- Written task -
Please put the lines of the items below into a Markdown table with the columns Number and Entry, one line per row, and leave out blank lines.

- Dataset content -
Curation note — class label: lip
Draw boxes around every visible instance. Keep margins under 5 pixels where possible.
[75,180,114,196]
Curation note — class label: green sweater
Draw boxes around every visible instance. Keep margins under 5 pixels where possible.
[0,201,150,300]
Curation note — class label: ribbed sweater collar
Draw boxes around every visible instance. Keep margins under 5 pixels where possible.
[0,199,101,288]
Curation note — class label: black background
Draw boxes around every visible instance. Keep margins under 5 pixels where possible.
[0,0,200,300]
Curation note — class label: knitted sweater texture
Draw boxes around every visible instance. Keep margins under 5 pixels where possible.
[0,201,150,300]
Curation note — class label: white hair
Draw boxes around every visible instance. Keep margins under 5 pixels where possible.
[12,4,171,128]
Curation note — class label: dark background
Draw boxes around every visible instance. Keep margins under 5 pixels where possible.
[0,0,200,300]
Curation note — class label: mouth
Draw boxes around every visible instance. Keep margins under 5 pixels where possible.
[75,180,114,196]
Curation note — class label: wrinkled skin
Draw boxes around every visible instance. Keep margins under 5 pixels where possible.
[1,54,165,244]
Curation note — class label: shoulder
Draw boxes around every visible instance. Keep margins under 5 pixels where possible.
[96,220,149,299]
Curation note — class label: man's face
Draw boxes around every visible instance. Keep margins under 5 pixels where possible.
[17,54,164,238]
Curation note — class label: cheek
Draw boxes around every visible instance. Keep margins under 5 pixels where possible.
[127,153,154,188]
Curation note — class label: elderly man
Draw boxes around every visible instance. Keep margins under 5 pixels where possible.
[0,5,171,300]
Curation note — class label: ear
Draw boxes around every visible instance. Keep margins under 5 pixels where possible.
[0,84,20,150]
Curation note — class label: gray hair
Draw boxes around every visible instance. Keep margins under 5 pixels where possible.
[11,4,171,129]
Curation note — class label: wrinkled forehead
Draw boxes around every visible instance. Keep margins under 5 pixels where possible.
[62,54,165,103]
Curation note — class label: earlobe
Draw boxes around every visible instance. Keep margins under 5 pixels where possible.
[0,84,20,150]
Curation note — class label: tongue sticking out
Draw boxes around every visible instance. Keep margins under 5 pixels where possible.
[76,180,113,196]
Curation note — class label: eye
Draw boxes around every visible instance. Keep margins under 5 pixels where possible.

- Answer for the task -
| Number | Entry |
|---|---|
| 1 | Curation note — class label: lip |
| 2 | Draw boxes around every visible instance. Keep margins under 5 pixels where possible. |
| 3 | [75,180,114,196] |
| 4 | Curation note — class label: green sweater |
| 5 | Draw boxes around every visible instance. Keep margins under 5 pixels where possible. |
| 6 | [0,201,150,300] |
| 7 | Curation note — class label: ribbed sweater collar |
| 8 | Draw boxes around every visible instance. Keep margins under 5 pixels where possible. |
| 9 | [0,199,101,288] |
| 10 | Curation note — class label: black background |
| 11 | Draw boxes around every visible instance. Keep margins under 5 pixels where possible. |
| 12 | [0,0,200,300] |
| 13 | Curation note — class label: knitted sweater texture |
| 14 | Draw boxes around every visible instance. Keep margins under 5 pixels where possible. |
| 15 | [0,201,150,300] |
| 16 | Curation note — class label: white hair |
| 17 | Draw boxes around every visible instance. Keep margins under 5 pixels where possible. |
| 18 | [12,4,171,128] |
| 19 | Curation note — class label: dark background |
| 20 | Draw boxes around every visible instance. Keep margins under 5 pixels where possible. |
| 21 | [0,0,200,300] |
| 22 | Curation note — class label: mouth |
| 23 | Draw boxes around every visible instance. Keep margins under 5 pixels where possible. |
| 24 | [75,180,114,196] |
| 25 | Curation note — class label: wrinkled skin |
| 26 | Draw boxes around every visible instance. Keep margins under 5 pixels where possible. |
| 27 | [1,54,165,244] |
| 28 | Curation note — class label: shoulder |
| 29 | Draw boxes around every visible instance. Keep margins under 5 pixels where possible. |
| 30 | [96,220,149,299] |
| 31 | Curation note — class label: man's face |
| 32 | Draw boxes around every visible instance. Keep margins under 5 pixels where possible. |
| 33 | [17,54,164,238] |
| 34 | Curation note — class label: cheek |
| 35 | Draw boxes around every visible instance. Keep margins under 5 pixels where possible. |
| 36 | [127,153,154,188] |
| 37 | Curation note — class label: elderly man |
| 38 | Draw boxes around every visible instance. Keep margins under 5 pixels where possible. |
| 39 | [0,5,171,300] |
| 40 | Curation note — class label: ear |
| 41 | Draw boxes around every visible instance. Keep margins under 5 pixels where possible. |
| 42 | [0,84,20,150] |
| 43 | Curation note — class label: gray hair |
| 44 | Draw boxes around every visible instance. Keep margins under 5 pixels where possible. |
| 45 | [11,4,171,129] |
| 46 | Curation note — class label: wrinkled forehead |
| 47 | Draw boxes around every visible instance. Keep margins under 5 pixels where possible. |
| 48 | [62,54,165,103] |
| 49 | Curation note — class label: earlobe |
| 50 | Draw boxes around every visible instance. Keep margins under 5 pixels where possible. |
| 51 | [0,84,20,150] |
| 52 | Curation note — class label: tongue sticking out |
| 53 | Draw boxes around every visible instance. Keep margins under 5 pixels where possible. |
| 54 | [76,180,113,196] |
| 55 | Curation note — class label: eye |
| 56 | Draw boxes around every visible instance. Keep margins under 5 pixels where possible. |